» **Given passage**
□ □ □ □ □

# Victory Armor Piercing shafts for 3D/field



## Metal Mick (Jan 20, 2004)

Hi all,

I have a longish draw length and shoot spots - both FITA target and a variety of field. 3D is a favorite though I get to shoot it infrequently. My draw length makes it hard to find light arrows and for a few years I shot CX Maxima Selects.

Moving to Victory AP (0.001" straightness) has seen me relegate the CXs to practice arrows only.

The Victory proved easy to match - and their website does them a slight injustice, because there is a little tag on each set with the shaft's weight, so if you want to get two sets, you can ask your supplier to give you two the same weight. Made up, my shafts weigh in at around 325 grains, with 100 grain points, or 20 grains lighter than my Maximas.

I use Beiter nocks exclusively, and found the 2-95X insert/outsert fitted the 400 shafts very well. These nocks protect the end of the shat from damage... somewhat. I destroyed one nock on one day and split the end of a shaft the next. the standard nocks (supplied) would not offer even that much protection.

They group exceptionally well (and that's why protection is important to me). I had no trouble getting 10 in the yellow at 50 metres (say, 55 yards) on an 80cm face, in slightly blowy conditions. (I actually shot 40 arrows and dropped fewer than a dozen points. So a high-end archer could expect better.)

The glue-in points are a bit of a letdown. The first packet I bought had one that was outsized and would not fit into the shaft; the second packet I bought had two that were several grains lighter than the rest and were pretty much unusable. Never had that with any other arrow brand. In the US, this is probably a minor annoyance, but in Australia, my nearest Victory dealer is thousands of kilometres away. Note to Victory: do better - your shafts deserve it.

Still, very pleased overall, and they are well-worth the money I paid for them. I don't have a chronometer, so can't give an accurate speed but my sight tape program suggests I am getting around 300fps at 60lb out of my Alpine Ventura.

Anything I haven't covered, please ask.

Cheers,

Michael P


----------

□ □ □ □ □

» **Data provided**

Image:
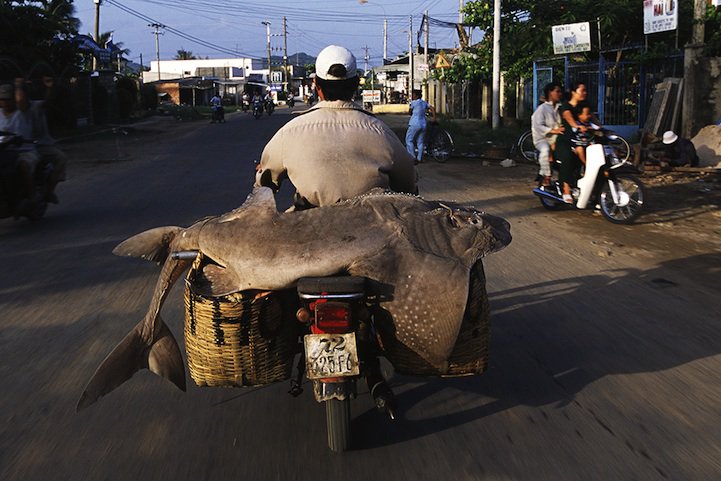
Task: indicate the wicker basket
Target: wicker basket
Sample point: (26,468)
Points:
(247,338)
(470,354)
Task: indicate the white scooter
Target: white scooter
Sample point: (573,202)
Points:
(608,183)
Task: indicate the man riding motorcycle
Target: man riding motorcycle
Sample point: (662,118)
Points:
(26,119)
(335,151)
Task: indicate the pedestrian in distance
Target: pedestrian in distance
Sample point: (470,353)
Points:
(417,125)
(545,128)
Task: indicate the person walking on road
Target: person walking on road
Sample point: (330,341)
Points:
(545,127)
(417,125)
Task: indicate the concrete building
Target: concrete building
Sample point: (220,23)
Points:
(221,69)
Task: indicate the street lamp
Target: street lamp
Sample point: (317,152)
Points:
(385,28)
(267,29)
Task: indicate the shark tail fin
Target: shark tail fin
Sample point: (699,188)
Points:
(153,244)
(162,356)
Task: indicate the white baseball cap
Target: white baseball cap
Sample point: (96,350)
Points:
(669,137)
(333,55)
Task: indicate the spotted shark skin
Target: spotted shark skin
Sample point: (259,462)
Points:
(420,251)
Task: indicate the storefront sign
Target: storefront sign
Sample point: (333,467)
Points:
(372,96)
(659,15)
(573,37)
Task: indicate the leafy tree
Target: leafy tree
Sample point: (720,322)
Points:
(36,32)
(118,49)
(184,55)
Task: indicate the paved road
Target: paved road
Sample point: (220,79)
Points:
(605,355)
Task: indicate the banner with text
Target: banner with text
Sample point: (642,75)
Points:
(572,37)
(659,15)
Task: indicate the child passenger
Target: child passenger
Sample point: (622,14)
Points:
(580,140)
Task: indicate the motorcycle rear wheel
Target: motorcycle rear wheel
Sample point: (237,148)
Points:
(337,415)
(633,194)
(441,146)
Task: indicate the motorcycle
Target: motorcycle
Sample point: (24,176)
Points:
(608,182)
(15,201)
(339,347)
(218,115)
(269,106)
(257,109)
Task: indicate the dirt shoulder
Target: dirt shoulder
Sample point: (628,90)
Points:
(683,209)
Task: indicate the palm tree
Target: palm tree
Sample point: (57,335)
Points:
(105,40)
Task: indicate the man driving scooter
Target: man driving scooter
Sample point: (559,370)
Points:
(16,121)
(335,151)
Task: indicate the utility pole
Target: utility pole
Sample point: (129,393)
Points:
(385,41)
(496,103)
(158,33)
(410,57)
(425,55)
(691,70)
(267,31)
(97,31)
(286,73)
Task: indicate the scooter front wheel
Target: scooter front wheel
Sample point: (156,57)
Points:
(337,415)
(551,204)
(625,204)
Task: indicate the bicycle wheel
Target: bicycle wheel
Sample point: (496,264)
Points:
(620,148)
(528,150)
(441,146)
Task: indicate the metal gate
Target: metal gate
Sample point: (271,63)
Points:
(620,91)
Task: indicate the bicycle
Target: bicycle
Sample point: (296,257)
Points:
(439,143)
(525,148)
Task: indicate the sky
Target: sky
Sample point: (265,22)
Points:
(230,28)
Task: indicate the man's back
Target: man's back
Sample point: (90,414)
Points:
(336,151)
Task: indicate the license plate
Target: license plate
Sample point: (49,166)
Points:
(331,355)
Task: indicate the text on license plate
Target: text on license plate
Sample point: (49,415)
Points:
(331,355)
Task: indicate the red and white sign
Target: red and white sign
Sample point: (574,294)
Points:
(372,96)
(659,15)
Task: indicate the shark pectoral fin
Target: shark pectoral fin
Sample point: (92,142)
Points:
(120,365)
(151,244)
(129,356)
(219,281)
(165,360)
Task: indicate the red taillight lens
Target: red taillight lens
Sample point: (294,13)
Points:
(333,317)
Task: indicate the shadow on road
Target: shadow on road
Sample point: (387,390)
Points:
(553,339)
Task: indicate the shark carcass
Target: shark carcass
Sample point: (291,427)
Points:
(421,252)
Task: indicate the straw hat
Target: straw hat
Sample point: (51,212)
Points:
(669,137)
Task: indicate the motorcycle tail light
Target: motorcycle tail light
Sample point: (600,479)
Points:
(333,317)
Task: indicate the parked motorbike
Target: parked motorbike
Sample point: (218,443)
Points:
(338,349)
(15,201)
(218,115)
(257,110)
(269,106)
(608,182)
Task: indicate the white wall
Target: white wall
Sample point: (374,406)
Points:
(172,69)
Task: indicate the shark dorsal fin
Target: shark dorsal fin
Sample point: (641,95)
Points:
(261,201)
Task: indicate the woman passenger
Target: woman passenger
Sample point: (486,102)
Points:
(570,163)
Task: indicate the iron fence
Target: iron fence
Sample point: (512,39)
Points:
(621,91)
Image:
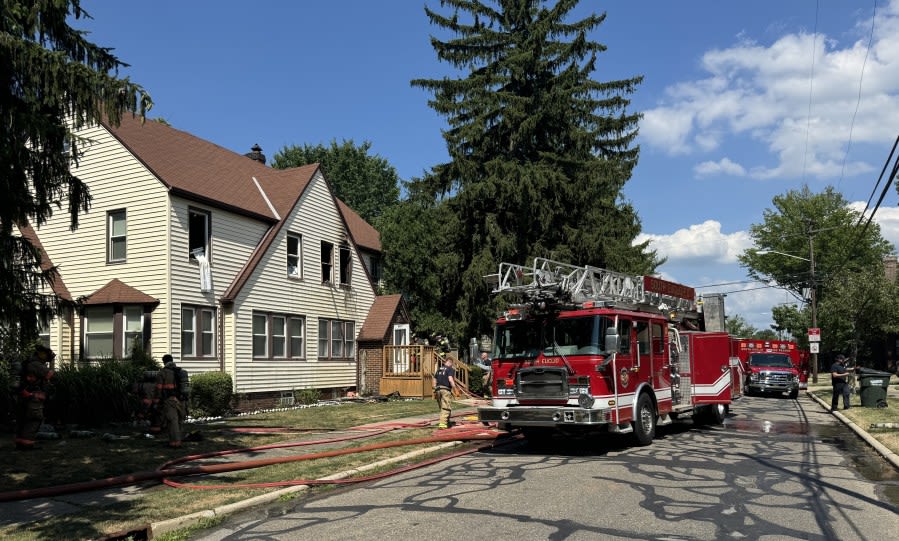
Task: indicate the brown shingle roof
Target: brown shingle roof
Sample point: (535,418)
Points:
(200,170)
(380,316)
(117,292)
(57,284)
(362,232)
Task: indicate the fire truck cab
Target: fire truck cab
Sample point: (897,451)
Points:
(594,350)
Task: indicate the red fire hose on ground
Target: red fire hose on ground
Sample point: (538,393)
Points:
(463,433)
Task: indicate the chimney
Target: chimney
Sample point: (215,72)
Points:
(256,154)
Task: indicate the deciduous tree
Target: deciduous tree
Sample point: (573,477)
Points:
(54,81)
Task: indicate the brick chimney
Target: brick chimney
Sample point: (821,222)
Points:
(256,154)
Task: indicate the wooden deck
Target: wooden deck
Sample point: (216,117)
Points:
(408,370)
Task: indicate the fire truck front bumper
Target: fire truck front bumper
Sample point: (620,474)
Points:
(544,416)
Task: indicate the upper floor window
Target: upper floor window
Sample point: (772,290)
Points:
(199,222)
(132,328)
(327,262)
(346,264)
(294,255)
(116,235)
(336,339)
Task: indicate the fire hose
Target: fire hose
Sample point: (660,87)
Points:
(166,470)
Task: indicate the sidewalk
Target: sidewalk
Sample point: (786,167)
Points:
(37,509)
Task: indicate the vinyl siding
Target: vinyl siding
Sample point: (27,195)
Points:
(117,181)
(270,290)
(234,238)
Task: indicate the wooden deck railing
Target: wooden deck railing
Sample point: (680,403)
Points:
(408,370)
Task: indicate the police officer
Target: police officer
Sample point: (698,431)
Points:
(172,402)
(31,395)
(444,384)
(839,377)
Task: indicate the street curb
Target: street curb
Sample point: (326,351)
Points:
(170,525)
(862,433)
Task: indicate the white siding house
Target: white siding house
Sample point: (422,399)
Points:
(213,257)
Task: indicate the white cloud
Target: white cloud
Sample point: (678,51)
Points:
(763,91)
(699,244)
(724,166)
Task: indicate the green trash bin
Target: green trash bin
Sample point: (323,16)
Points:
(873,385)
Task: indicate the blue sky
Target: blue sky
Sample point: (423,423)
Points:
(742,100)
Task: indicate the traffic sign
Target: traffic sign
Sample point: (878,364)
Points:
(814,335)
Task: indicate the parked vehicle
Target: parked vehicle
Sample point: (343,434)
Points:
(588,349)
(770,366)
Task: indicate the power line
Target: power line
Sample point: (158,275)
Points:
(859,99)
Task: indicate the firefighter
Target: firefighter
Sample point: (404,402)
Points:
(444,384)
(32,393)
(171,400)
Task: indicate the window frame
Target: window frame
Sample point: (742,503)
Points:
(206,234)
(111,237)
(327,263)
(287,340)
(346,265)
(297,257)
(199,336)
(348,341)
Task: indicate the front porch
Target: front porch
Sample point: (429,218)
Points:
(408,370)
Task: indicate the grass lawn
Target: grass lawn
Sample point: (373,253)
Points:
(865,417)
(73,460)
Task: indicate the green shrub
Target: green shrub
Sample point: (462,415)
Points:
(307,396)
(93,394)
(210,394)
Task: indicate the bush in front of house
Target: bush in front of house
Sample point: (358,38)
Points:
(211,394)
(94,394)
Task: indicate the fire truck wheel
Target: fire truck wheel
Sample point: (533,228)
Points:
(645,421)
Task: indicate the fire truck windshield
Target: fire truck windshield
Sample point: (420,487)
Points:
(580,335)
(770,359)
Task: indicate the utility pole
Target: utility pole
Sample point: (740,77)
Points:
(814,299)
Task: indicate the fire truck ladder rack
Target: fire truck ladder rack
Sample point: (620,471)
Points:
(560,282)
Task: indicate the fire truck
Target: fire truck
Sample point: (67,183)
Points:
(587,349)
(769,366)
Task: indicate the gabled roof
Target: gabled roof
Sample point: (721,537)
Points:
(364,235)
(200,170)
(117,292)
(197,169)
(57,284)
(380,317)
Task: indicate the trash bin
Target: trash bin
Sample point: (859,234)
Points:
(873,385)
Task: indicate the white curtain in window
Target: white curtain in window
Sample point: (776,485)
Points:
(205,272)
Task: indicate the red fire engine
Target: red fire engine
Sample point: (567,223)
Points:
(590,348)
(769,366)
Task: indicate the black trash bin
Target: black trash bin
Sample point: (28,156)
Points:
(873,385)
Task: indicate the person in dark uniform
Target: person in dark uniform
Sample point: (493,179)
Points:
(32,394)
(172,403)
(444,383)
(839,377)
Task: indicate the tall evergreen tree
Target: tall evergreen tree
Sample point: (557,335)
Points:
(539,150)
(54,82)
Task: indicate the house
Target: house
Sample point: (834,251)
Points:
(212,256)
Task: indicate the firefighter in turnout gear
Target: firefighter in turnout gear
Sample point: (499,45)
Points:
(31,395)
(172,400)
(444,383)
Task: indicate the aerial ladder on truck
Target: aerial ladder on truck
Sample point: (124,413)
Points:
(565,284)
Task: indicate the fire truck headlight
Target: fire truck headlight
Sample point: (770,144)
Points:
(585,401)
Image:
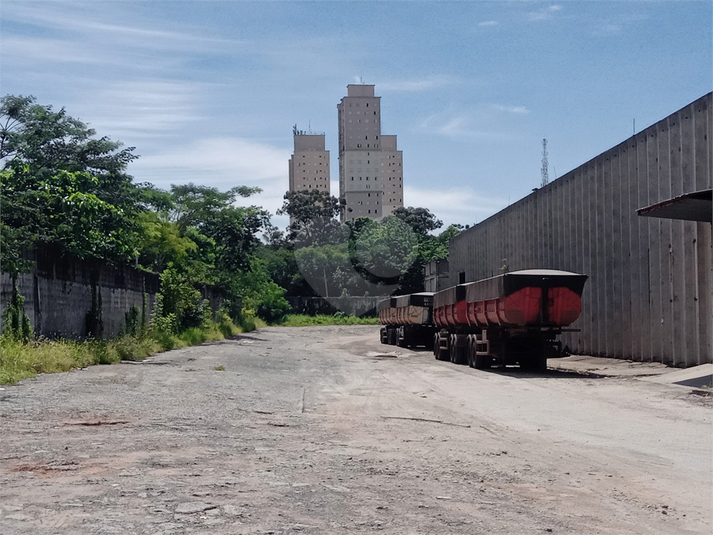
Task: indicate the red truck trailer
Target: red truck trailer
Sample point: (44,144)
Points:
(407,320)
(513,318)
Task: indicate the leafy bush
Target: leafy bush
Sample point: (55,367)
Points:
(273,305)
(15,322)
(301,320)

□ □ □ □ □

» **Job 1**
List every equipment brand named in the forum post on Victory arrow shafts.
» **Job 2**
Please reproduce the passage of the forum post on Victory arrow shafts that begins at the words "They group exceptionally" and stops after "could expect better.)".

» **Response 1**
Victory, CX, Beiter, Alpine

» **Response 2**
They group exceptionally well (and that's why protection is important to me). I had no trouble getting 10 in the yellow at 50 metres (say, 55 yards) on an 80cm face, in slightly blowy conditions. (I actually shot 40 arrows and dropped fewer than a dozen points. So a high-end archer could expect better.)